(Collection entries)
....

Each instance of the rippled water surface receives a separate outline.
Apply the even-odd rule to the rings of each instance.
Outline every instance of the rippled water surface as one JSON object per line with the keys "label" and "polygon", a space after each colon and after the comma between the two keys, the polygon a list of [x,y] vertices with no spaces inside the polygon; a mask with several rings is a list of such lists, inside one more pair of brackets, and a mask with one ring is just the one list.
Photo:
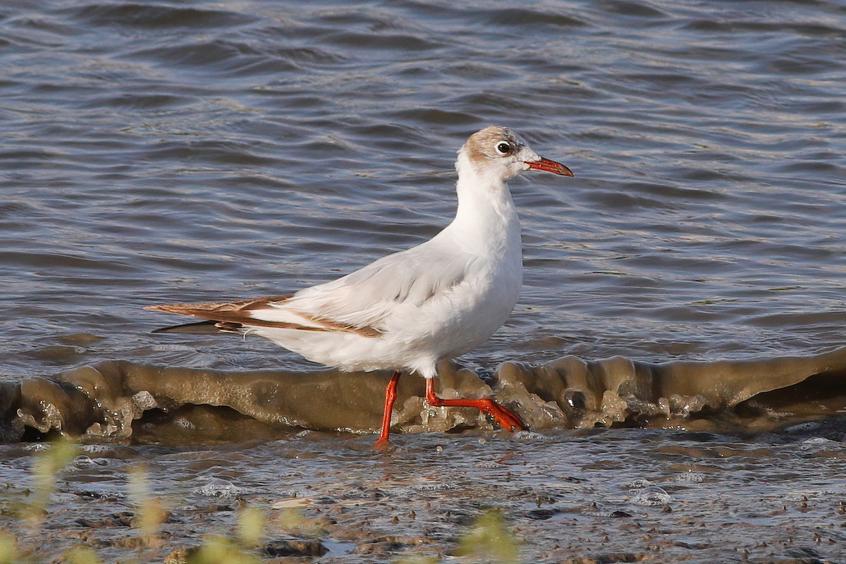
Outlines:
{"label": "rippled water surface", "polygon": [[[506,326],[464,364],[485,371],[565,354],[736,360],[846,344],[840,2],[14,1],[0,7],[0,380],[8,382],[107,359],[313,370],[259,339],[151,335],[172,320],[141,308],[286,293],[426,240],[454,211],[455,151],[489,124],[519,131],[576,177],[512,183],[523,291]],[[749,557],[794,557],[795,547],[777,539],[790,536],[843,561],[837,507],[846,492],[836,478],[844,438],[832,424],[804,439],[808,448],[739,429],[746,438],[700,437],[708,444],[680,453],[670,431],[547,437],[556,445],[549,452],[542,437],[481,446],[463,437],[447,449],[460,456],[432,463],[438,484],[460,475],[461,496],[475,501],[453,500],[452,517],[419,517],[429,529],[409,536],[429,534],[448,550],[482,506],[498,506],[535,543],[527,561],[605,552],[660,561],[634,540],[655,539],[646,523],[678,525],[672,542],[688,547],[673,545],[667,561],[693,561],[705,550],[701,561],[739,561],[755,542],[741,542],[741,530],[757,538],[788,523],[801,533],[772,533],[762,541],[770,552]],[[259,502],[285,489],[274,480],[295,475],[288,490],[314,488],[337,501],[353,487],[342,479],[345,457],[421,480],[411,468],[437,459],[442,440],[451,444],[403,437],[404,454],[384,463],[359,453],[369,438],[320,433],[258,446],[224,441],[202,455],[184,446],[115,446],[102,460],[116,481],[123,461],[152,460],[156,487],[174,495],[184,492],[166,483],[163,468],[186,480],[225,479]],[[9,448],[2,480],[21,482],[30,455]],[[309,480],[311,463],[291,462],[300,450],[327,478]],[[726,452],[734,462],[717,462]],[[509,474],[525,490],[487,498],[481,492],[506,478],[476,468],[501,455],[526,461]],[[220,466],[197,470],[191,460],[206,456]],[[250,474],[254,456],[265,461],[261,478]],[[667,462],[674,457],[677,466]],[[277,457],[290,469],[271,472]],[[567,469],[543,477],[557,464]],[[701,484],[678,485],[689,470]],[[362,472],[351,479],[374,470]],[[617,485],[603,485],[618,474],[625,477]],[[643,488],[625,480],[638,479],[671,496],[675,525],[661,507],[626,505],[628,490]],[[415,485],[379,487],[390,499]],[[415,498],[401,493],[403,503]],[[92,496],[73,488],[63,496],[65,510],[81,504],[96,513],[85,501]],[[542,498],[536,509],[552,506],[554,516],[526,517],[533,496]],[[820,514],[809,508],[816,499]],[[739,508],[746,502],[753,507]],[[617,510],[642,527],[623,528],[629,549],[600,542],[634,523],[608,525]],[[650,517],[639,520],[643,512]],[[682,539],[686,518],[690,527],[700,518],[711,536]],[[62,526],[73,530],[72,522]],[[388,534],[392,524],[376,528]],[[724,547],[714,527],[728,531]],[[332,535],[338,544],[326,561],[389,561],[416,545],[397,541],[368,559],[353,556],[357,541]]]}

....

SET EXERCISE → Gather every line of the data above that contains the word "instance".

EXERCISE RESPONSE →
Each instance of the rippled water surface receives a separate outline.
Apply the even-odd rule to the rings of each instance.
Outline every instance of the rippled water surface as one JSON object per line with the keys "label" and "polygon", a space after each colon and after the comma between the two keys, the polygon a list of [x,y] vertices with no spaces inside the polygon; a mask with several rings is a list of such lists, inside one more pair of brackets, and a mask with one ring is just the one list.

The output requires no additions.